▶ AVAILABLE DATA
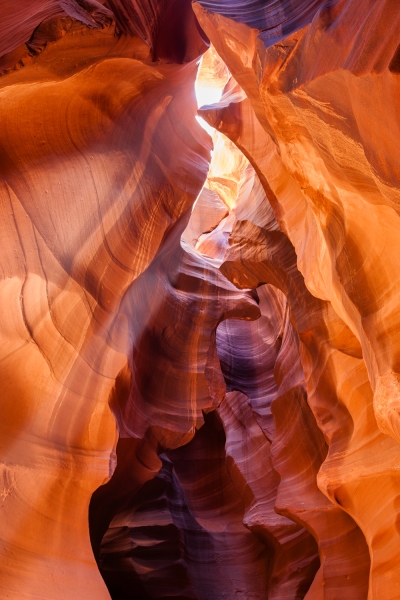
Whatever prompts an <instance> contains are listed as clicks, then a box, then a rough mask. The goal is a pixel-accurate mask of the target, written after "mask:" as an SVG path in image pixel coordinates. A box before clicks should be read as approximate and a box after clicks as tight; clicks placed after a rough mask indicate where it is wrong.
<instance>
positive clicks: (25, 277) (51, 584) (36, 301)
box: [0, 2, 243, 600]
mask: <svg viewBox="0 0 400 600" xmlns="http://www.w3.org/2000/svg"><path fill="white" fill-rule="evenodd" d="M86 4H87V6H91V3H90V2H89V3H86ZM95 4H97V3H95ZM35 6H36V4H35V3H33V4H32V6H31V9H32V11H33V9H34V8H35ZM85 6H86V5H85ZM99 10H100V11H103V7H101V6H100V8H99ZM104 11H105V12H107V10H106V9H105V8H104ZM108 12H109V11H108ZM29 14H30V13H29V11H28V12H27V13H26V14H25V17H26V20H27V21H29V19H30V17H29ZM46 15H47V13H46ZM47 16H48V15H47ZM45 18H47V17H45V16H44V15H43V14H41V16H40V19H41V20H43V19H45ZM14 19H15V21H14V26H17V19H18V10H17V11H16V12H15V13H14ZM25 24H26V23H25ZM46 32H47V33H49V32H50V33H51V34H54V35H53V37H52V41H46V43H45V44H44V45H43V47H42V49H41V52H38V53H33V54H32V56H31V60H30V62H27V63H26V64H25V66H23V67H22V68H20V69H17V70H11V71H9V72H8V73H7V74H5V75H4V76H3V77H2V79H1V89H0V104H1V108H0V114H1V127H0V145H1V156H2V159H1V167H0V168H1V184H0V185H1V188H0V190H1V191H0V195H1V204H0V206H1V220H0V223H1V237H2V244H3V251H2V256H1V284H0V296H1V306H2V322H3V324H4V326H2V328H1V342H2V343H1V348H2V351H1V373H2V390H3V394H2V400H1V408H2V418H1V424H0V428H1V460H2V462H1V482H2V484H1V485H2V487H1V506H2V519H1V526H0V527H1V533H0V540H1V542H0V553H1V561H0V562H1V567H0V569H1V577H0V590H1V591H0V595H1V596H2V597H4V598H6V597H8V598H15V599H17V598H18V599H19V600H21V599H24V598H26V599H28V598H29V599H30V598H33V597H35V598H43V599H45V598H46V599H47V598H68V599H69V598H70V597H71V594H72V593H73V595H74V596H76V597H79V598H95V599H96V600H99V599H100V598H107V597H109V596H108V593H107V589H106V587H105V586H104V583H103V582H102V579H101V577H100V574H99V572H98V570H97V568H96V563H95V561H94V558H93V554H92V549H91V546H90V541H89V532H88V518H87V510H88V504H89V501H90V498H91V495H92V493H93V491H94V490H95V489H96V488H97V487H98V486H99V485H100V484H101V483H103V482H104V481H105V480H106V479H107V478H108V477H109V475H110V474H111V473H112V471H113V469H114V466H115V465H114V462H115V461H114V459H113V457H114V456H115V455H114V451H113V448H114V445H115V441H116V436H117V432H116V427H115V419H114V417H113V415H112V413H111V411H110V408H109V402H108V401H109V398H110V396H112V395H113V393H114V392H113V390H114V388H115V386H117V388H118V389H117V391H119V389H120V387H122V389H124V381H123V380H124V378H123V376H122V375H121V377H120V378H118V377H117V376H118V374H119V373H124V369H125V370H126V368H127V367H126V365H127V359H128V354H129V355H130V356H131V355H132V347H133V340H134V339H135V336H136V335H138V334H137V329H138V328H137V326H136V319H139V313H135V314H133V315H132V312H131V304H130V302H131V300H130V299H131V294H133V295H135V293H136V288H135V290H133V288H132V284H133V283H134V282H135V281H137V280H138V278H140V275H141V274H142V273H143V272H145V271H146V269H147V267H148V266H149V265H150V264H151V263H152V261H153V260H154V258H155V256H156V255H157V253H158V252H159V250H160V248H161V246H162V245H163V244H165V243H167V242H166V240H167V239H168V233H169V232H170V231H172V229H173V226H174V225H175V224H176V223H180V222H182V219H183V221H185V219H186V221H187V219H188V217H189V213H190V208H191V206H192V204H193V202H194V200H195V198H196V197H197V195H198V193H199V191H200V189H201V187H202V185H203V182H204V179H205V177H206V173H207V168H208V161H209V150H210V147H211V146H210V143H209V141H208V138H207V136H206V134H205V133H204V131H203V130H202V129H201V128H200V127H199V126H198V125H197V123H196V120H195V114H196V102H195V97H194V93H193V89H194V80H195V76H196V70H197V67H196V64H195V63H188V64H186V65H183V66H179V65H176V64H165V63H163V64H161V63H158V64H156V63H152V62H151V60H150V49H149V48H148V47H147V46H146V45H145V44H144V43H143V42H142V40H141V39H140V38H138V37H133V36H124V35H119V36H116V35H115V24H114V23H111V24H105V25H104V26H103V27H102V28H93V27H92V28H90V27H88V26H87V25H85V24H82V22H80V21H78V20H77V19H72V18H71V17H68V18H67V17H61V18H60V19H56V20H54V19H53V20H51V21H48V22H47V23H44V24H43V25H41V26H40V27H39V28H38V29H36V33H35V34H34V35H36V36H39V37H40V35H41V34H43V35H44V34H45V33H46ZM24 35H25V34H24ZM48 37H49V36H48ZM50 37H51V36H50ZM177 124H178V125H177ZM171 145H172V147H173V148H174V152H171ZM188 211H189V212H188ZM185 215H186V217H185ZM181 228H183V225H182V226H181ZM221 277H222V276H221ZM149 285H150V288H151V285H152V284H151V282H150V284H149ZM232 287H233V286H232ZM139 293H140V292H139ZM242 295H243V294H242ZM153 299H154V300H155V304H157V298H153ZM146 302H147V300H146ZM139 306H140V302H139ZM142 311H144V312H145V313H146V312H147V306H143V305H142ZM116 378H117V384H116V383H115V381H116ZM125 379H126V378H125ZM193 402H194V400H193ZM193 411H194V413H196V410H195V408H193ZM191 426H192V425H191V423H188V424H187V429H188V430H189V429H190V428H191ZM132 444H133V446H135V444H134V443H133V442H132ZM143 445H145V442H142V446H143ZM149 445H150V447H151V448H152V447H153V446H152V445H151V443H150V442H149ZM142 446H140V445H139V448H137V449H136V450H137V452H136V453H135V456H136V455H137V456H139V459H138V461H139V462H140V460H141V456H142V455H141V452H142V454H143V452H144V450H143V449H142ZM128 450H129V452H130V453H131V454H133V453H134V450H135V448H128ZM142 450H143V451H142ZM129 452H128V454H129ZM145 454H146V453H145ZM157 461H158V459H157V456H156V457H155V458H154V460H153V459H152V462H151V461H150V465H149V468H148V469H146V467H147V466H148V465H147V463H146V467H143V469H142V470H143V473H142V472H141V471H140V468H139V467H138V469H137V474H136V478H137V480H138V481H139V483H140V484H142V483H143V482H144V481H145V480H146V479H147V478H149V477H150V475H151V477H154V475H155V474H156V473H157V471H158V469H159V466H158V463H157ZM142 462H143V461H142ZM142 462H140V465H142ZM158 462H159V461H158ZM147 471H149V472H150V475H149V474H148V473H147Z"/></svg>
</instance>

▶ TRY IT
Skip the pictures, please, and transcribe only the lines from the beginning of the material through the one that contains "positive clicks: (25, 277)".

▶ ANSWER BOX
Whatever prompts an <instance> contains are listed as clicks, then a box, then a rough mask. The goal is a pixel-accurate mask of the target, written after "mask:" as an SVG path in image pixel coordinates. A box before clicks should be read as approximate and a box after clicks as tight; clicks placed after a rough mask indicate where it is wrong.
<instance>
positive clicks: (25, 277) (51, 584) (36, 301)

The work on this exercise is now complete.